EXERCISE BRIEF — Rewrite the entries below, changing every "knit beanie" to "wool hat" and keeping all other text the same.
*** EXTRACTED ENTRIES ***
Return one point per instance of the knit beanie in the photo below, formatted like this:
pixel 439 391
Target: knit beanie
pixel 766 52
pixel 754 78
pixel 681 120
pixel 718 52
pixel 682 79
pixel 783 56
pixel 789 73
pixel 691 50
***
EXERCISE ANSWER —
Return one point per instance of the wool hat in the photo below, formatted like this:
pixel 439 391
Target: wool hat
pixel 766 52
pixel 754 78
pixel 681 120
pixel 718 52
pixel 682 79
pixel 783 56
pixel 789 73
pixel 691 50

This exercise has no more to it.